[Pointing dataset records]

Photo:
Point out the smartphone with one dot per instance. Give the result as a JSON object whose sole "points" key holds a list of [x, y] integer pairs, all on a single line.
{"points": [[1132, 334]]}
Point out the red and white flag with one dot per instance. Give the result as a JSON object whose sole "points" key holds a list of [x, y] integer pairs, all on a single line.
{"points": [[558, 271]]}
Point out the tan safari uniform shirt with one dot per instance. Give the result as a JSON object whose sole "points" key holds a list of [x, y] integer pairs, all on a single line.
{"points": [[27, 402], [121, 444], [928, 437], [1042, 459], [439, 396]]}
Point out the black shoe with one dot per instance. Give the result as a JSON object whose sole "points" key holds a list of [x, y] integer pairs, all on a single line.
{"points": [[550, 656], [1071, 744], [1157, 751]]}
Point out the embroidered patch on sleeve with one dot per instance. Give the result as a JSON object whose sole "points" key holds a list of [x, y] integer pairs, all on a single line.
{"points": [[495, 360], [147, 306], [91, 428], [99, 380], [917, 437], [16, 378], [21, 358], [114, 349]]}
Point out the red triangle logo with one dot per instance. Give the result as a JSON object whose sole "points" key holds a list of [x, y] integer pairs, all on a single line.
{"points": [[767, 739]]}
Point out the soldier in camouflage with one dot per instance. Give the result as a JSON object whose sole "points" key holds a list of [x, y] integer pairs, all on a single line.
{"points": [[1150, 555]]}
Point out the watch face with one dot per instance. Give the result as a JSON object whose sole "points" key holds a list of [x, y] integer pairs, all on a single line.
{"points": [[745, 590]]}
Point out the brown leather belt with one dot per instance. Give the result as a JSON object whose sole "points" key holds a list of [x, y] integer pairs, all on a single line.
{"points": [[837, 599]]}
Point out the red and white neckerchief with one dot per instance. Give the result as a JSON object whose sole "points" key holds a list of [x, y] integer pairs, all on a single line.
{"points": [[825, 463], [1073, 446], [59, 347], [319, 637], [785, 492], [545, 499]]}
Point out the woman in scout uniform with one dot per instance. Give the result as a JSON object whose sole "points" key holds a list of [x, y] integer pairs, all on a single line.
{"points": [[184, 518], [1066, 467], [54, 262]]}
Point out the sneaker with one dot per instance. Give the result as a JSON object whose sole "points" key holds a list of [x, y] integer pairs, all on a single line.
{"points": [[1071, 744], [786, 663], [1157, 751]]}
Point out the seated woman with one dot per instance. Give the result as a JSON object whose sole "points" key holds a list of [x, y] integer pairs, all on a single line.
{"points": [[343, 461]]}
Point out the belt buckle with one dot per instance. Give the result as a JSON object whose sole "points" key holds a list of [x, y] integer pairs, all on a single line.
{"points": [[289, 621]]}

Directions for this task >>
All of the entries above must be quoted exactly.

Final result >>
Photo:
Point out the smartphone with one dot per instance. Give the result as a JSON object whose sole "points" key holds a list of [x, y] integer pairs, all on a single line.
{"points": [[1132, 334]]}
Point out the red and white flag with one dot per instance. Give the result as a JSON object whose sole "points" key holds a list of [x, y] integer pairs, all on a single line.
{"points": [[558, 271]]}
Point out the tan safari uniform shirt with one dot per instance. Give the result as a JSON object whose sole "points" key holds a list of [x, y] integer pairs, all on a single line.
{"points": [[27, 402], [121, 444], [928, 437], [1042, 459], [439, 396]]}
Point out the black shoe with one dot per instance. Give the result as a JSON object whose sole "points" key holds a list of [x, y] integer pairs, all on a single line.
{"points": [[550, 656], [1071, 744], [1157, 751]]}
Point out the embroidered patch on sleeve with one dot per instance. Give the result as a JSON object whose sole "points" key holds a list of [x, y] integer pairs, all on a single line.
{"points": [[495, 360], [147, 306], [91, 428], [99, 380], [917, 437], [16, 378], [21, 358], [114, 349]]}
Point out the red triangle logo with one dot per instance. Give the result as a JSON object whose sole "points" key holds a list of [x, y] integer pairs, all on a single line.
{"points": [[767, 739]]}
Point out the soldier in camouflage with one dot per instance. Give the result as a JSON object whose sole "points" key holds a list of [x, y] integer pairs, all on a single line.
{"points": [[1150, 555]]}
Point out the watch face with one dot per instance. Give the result as a JSON object whose sole "points" key holds a list of [x, y] integer pairs, all on a single line.
{"points": [[745, 590]]}
Point out the brown leather belt with one dot per instance. Give the result as a JSON object whose sole "points" key holds a list of [x, y] integer pairs, all on a single line.
{"points": [[837, 599]]}
Point out the red and white neckerchief with one dot per instance. Give the result as a JSON object whose sole "points" key holds a list of [x, y] integer pairs, all on a single line.
{"points": [[825, 463], [1073, 446], [59, 347], [319, 637], [785, 492], [545, 499]]}
Point out the woman in scout uniform with one dot per instance. Give the result as a JSON object whose sole "points" key holds a list of [x, y] integer pairs, all on a single line.
{"points": [[184, 518], [1066, 467], [54, 262]]}
Point out the sneaker with one dot per instance. Give the result as a JSON object whose sole "points" key holds a list of [x, y] integer pairs, all on a single line.
{"points": [[1071, 744], [786, 663], [1157, 751]]}
Point out the seated woman with one dot per instance. Give the result as a JSON object whose sole "points" key holds a list of [x, y] integer pairs, all on a single line.
{"points": [[343, 461]]}
Point out the belt buckle with one dot per instance. Give the result as a JSON object whose sole "points" key holds a list of [x, y] integer pairs, all on a single line.
{"points": [[289, 621]]}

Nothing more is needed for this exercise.